Given text
Floating Points’ latest venture is a more immediate, streamlined and beat-heavy opus than his maximalist and intricate Elaenia, though it’s distinguished by exhilarating moments of excellence.
The London producer Sam Shepherd aka Floating Points transcended the UK bass scene from which he sprung with 2015’s glistening Elaenia collection, a knotty, vaporous and jazz-inspired electronic record which came draped in bespoke orchestrations, a tricksy approach to form and a sophisticated and cerebral sense of musical accomplishment. This was followed by the ambient, proggy post-rock of Reflections – Mojave Desert, a sand-blasted soundtrack utilising a five-piece band which seemed to suggest its creator was moving in a more pastoral direction. Now Shepherd has confounded expectations again with a return to laptop mode on his muscular, dancefloor-ready offering on Ninja Tune, Crush.
Breathless lead single LesAlpx is typical of the Manchester-born neuroscientist’s sorcery: this skittish, stripped-down slab of urgent electronica propelled by a swinging groove and a pounding, one-note bassline is a textbook exercise in moody restraint with an anxious claustrophobia bubbling beneath its restless pulse.
The mood of pared back, concise experimentalism is enhanced by the cyclical synths and two-step garage rhythm of Bias, burbling blips and choppy beats of Last Bloom and the serene juxtaposing of nervy amen breaks with his signature cinematic stardust on Anasickmodular. Environments evokes The Aphex Twin’s jittery clatter and will test the patience of those more accustomed to Shepherd’s contemplative side.

Information provided
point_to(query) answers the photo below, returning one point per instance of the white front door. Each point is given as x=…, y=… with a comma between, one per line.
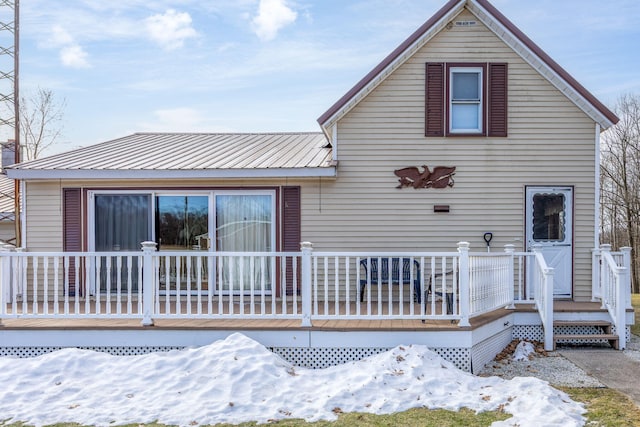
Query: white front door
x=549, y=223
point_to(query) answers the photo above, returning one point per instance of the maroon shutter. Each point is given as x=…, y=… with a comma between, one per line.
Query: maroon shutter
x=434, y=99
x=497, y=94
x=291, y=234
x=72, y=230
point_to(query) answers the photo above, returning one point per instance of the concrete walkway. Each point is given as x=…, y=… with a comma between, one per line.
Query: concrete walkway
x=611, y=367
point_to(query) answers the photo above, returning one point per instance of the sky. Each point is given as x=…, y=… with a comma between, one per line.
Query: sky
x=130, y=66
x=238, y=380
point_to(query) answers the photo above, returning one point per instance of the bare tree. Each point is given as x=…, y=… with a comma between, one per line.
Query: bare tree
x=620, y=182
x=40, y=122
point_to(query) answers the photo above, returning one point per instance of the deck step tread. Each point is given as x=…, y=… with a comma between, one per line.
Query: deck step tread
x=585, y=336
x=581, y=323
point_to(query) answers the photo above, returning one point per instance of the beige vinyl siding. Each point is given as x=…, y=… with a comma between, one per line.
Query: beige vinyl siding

What you will do
[a] According to the review of Floating Points' album Crush, which label is releasing Crush?
[b] Say whether each statement agrees with the review of Floating Points' album Crush, answering yes or no and quoting the words that decide it: (i) Elaenia was released in 2015. (ii) Reflections – Mojave Desert was made with a four-piece band. (iii) Shepherd was born in Manchester.
[c] Extend the review of Floating Points' album Crush past its last sentence.

Replies
[a] Ninja Tune.

[b]
(i) Yes: "with 2015’s glistening Elaenia collection"
(ii) No: "utilising a five-piece band"
(iii) Yes: "the Manchester-born neuroscientist’s sorcery"

[c]
Scattered amongst the clicks, stutters and whirls are moments of disarming tranquillity and elegance: the shimmering violins on the lush curtain-raiser that is Falaise could be an extract from a Jonny Greenwood score, whilst the languid Requiem for CS70 and Strings resembles a Boards Of Canada miniature arranged by Arvo Part. Elsewhere, the mournful ‘Birth’ and the patient keyboards and elegiac strings of Sea-Watch whip up an eerie mood.
In many ways, Crush feels like a conscious riposte to the larger, more reflective canvas of his previous long-players, a cleaning of the palate and a quietist assertion of the healing properties of surging waves of electronic sound: this slow-burning set is not all bangers for dancing to, nor is it all designed for chin-stroking on the night bus home.